Por Mariano Saba
Generosa invitación la que llama a pensar la dramaturgia: reflexionar sobre el trabajo de escribir teatro y poder compartirlo es algo gozoso para uno. Sin embargo, pienso cómo hacer que lo sea también para usted, que ha llegado hasta aquí. Es un defecto profesional: toda obra de teatro debería ser (al menos idealmente) una máquina de captura. Digamos, mejor, una “amorosa” máquina de capturar la mirada, por un rato. Su estrategia primaria depende siempre de una imagen. Así que evoquemos una imagen, a ver si logro que usted me acompañe hasta el final.
Una vez, hace años, llegó a la casa de mis padres un mueble precioso que había pertenecido a mi abuela. De madera robusta, la parte inferior poseía un compartimento para cubiertos y demás enseres domésticos; arriba, dos puertas cuyos vidrios dejaban entrever un gabinete espejado, vasto como para acomodar toda la cristalería. Recuerdo muy especialmente que se hizo imperativo llamar a un restaurador: alguien que conociera la madera y que pudiera hacerse cargo de restañar las heridas ocasionadas por el tiempo en la superficie y los recovecos del mueble.
Boina gastada, gesto huraño: su imagen idílica de abuelo se quebraba al adivinarlo seco de cuentos. Llegó puntual, con un pequeño bolso donde contaba con escasas herramientas: cincel, cepillo, garlopa, trapo, pincel, barniz… Había pedido que colocáramos el aparador en el patio para evitar que el aserrín y el polvo inundaran la casa. Apenas vio la madera empezó a contactar: recorría con los dedos las vetas; se detenía en algún borde astillado; miraba con extrema cercanía las marcas, los detalles. Rápidamente inclinó su torso sobre el interior del mueble y lija en mano comenzó a trabajar la madera. Era primavera y el sol bajaba por la parte trasera del edificio, se colaba entre las plantas y atravesaba los cristales del aparador. El viejo carpintero, en la absoluta entrega a su labor, resplandecía.
★ ★ ★ ★ ★ ★ ★
Consigna 1 —
Según el fragmento, indique si cada afirmación es cierta (sí o no) y cite las palabras que lo deciden: (a) el mueble había pertenecido a la abuela de quien escribe; (b) el restaurador trabajó el mueble dentro de la casa; (c) la escena del trabajo ocurre en primavera.
Consigna 2 —
Traduzca al inglés esta oración del fragmento: «Era primavera y el sol bajaba por la parte trasera del edificio, se colaba entre las plantas y atravesaba los cristales del aparador.»

Datos registrados —
★ ★ ★ ★ ★ ★ ★
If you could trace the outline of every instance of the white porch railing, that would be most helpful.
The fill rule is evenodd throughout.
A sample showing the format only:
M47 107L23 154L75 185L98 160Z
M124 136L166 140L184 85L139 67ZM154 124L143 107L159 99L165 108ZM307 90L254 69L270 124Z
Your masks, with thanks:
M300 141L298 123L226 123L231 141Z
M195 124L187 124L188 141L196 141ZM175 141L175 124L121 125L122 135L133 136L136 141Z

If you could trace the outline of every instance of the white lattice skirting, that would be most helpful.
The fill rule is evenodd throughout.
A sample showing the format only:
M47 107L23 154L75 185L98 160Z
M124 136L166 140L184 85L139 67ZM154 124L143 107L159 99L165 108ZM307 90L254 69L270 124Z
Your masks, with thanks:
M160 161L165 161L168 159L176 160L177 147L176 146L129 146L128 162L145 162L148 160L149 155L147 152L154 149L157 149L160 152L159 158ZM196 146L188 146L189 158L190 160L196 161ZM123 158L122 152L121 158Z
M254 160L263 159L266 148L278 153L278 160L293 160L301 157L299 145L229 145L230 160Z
★ ★ ★ ★ ★ ★ ★
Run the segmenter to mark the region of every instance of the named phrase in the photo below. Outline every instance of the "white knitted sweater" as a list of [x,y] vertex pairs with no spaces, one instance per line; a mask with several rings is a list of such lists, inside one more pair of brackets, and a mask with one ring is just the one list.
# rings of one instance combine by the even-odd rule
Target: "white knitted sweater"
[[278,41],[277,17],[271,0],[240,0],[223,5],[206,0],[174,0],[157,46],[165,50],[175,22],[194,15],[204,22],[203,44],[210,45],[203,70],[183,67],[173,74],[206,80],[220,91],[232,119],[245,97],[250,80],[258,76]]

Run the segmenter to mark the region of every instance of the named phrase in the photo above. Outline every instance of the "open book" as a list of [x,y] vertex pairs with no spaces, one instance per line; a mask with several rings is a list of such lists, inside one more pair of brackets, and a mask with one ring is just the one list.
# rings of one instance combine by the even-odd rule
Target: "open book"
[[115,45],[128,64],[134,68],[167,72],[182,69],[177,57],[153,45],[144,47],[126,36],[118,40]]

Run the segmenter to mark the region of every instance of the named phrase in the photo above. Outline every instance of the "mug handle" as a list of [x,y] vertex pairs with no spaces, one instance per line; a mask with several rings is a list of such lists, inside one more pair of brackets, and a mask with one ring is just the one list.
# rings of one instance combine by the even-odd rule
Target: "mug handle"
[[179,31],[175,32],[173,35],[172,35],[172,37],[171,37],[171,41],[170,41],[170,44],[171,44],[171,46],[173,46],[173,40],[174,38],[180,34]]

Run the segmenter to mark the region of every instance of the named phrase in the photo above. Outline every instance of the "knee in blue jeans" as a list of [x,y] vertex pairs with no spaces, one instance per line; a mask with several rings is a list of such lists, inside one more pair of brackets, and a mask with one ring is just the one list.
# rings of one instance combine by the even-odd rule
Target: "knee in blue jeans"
★ ★ ★ ★ ★ ★ ★
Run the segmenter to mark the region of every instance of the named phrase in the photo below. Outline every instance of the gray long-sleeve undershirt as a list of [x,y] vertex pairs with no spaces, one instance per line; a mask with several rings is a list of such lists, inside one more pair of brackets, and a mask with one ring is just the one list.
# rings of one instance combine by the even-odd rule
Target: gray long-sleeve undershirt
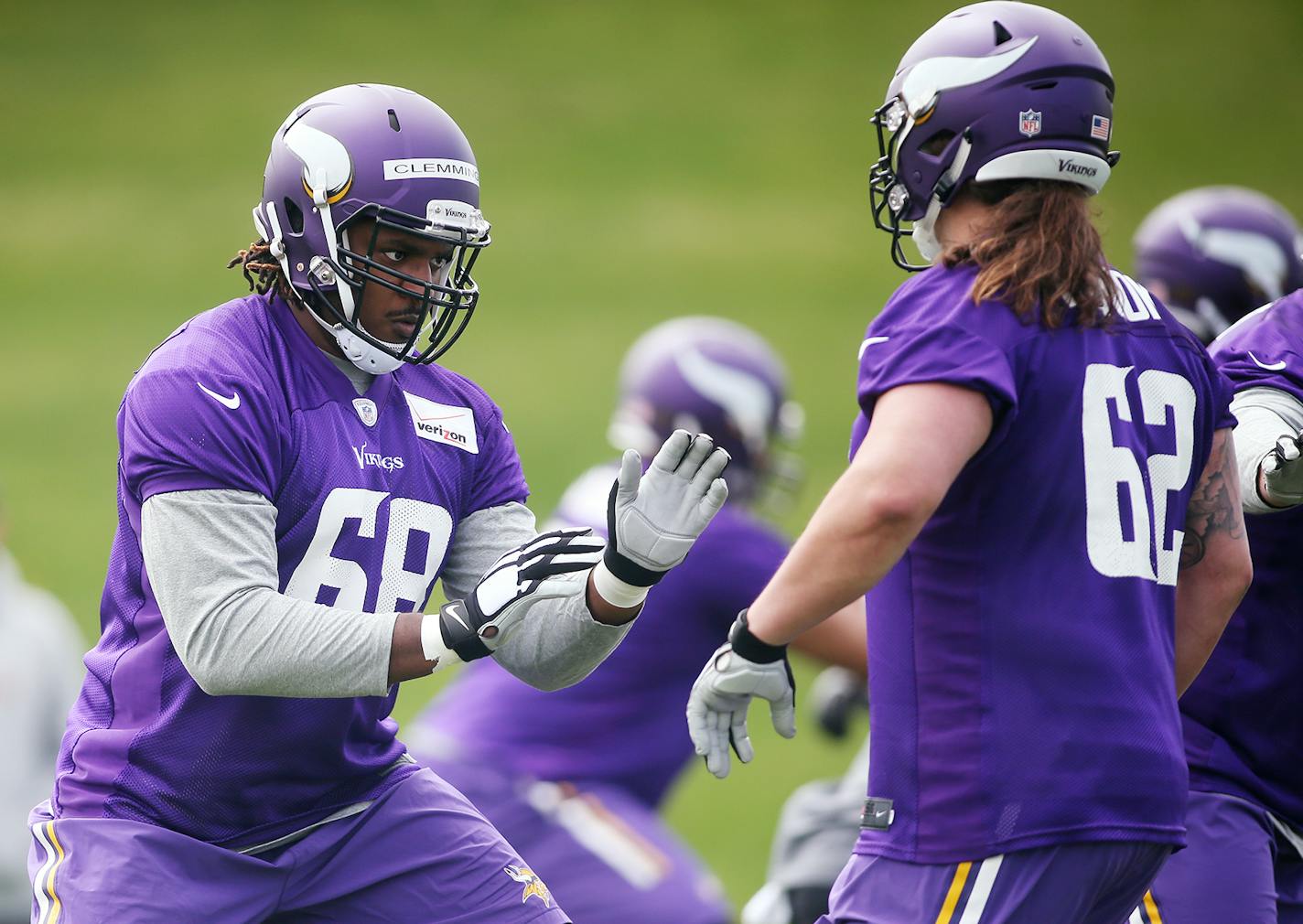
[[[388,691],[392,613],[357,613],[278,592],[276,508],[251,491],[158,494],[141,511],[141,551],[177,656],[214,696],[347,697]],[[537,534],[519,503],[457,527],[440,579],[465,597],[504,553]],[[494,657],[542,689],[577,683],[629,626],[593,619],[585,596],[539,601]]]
★ ★ ★ ★ ★ ★ ★
Respuesta correcta 1 —
(a) Sí: «un mueble precioso que había pertenecido a mi abuela».
(b) No: «Había pedido que colocáramos el aparador en el patio para evitar que el aserrín y el polvo inundaran la casa».
(c) Sí: «Era primavera».

Respuesta correcta 2 —
It was spring, and the sun was coming down over the back of the building, slipping in among the plants and passing through the glass panes of the sideboard.